** BEGIN **

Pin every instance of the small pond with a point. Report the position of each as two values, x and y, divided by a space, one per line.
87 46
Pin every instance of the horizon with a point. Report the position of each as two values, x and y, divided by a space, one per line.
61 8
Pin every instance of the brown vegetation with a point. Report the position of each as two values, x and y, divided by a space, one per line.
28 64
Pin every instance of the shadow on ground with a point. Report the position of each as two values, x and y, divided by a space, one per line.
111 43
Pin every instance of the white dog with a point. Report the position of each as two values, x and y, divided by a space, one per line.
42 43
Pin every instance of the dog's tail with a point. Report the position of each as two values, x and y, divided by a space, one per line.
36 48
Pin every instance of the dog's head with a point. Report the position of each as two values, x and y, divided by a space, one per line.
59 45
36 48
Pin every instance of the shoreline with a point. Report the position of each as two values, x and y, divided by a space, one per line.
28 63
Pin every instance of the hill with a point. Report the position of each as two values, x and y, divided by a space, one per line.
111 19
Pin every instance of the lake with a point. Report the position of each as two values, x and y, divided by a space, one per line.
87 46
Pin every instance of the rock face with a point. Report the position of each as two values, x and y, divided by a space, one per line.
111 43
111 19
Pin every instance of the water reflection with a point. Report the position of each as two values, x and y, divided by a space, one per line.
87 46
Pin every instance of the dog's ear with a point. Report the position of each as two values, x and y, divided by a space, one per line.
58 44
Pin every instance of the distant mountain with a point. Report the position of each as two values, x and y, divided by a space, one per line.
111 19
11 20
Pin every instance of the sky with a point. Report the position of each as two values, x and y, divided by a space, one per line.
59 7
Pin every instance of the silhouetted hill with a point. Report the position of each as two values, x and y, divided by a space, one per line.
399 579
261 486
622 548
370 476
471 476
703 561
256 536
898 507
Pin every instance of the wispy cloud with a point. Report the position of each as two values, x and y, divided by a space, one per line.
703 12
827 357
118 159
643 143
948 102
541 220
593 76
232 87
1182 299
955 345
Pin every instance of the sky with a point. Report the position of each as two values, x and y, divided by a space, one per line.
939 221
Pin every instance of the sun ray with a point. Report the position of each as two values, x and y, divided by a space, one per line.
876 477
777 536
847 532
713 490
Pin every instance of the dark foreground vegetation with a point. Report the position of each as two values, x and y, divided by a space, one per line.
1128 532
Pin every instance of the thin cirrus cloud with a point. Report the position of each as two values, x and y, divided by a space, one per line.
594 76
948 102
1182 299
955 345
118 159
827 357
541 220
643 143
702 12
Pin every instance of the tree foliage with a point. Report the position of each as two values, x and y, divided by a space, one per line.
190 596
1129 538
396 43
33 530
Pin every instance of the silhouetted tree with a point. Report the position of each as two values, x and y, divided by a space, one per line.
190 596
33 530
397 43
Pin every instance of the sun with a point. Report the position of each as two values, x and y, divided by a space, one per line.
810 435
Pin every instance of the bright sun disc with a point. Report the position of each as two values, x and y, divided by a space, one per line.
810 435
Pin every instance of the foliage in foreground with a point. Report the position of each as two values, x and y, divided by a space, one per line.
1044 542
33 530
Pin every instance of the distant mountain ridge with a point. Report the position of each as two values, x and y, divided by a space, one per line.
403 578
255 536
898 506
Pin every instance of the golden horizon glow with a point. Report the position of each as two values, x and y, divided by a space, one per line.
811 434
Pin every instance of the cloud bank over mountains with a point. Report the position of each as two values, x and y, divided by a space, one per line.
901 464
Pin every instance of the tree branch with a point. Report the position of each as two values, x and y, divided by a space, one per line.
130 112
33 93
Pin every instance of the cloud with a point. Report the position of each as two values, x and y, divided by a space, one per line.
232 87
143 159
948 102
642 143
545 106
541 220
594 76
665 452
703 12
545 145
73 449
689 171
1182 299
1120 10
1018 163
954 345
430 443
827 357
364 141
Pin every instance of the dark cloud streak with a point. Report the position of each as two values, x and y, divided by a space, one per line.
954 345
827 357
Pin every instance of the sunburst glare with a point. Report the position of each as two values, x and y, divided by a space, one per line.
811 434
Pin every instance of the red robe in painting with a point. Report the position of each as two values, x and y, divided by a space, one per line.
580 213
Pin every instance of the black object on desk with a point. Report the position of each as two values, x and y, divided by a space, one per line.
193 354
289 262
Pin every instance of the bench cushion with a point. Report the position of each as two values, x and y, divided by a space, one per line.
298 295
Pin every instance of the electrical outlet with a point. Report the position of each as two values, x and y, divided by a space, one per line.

** END **

**OBJECTIVE:**
Give back the lines of the listing from the one with "Pin every instance of the sunburst" through the end, both included, exactly as written and with nothing added.

**COMPLETED EXERCISE:**
Pin every instance of the sunburst glare with a point. Report the position of each as two values, x and y, divided by a space, one per line.
811 434
Pin every instance of the red robe in painting with a point. Report the position of each as two values, x and y, divided by a space, one per line.
580 213
Pin every instance of the black object on desk with a point. Report the position of each as two values, x and y, divided by a space, one per line.
193 354
289 262
Pin every instance of the bench cushion with a point. Report the position of each as two values, x and y, divided by a space, one per line.
298 295
Pin every instance of the electrical outlet with a point. Report the position of each as two values, x and y, divided by a space, one per line.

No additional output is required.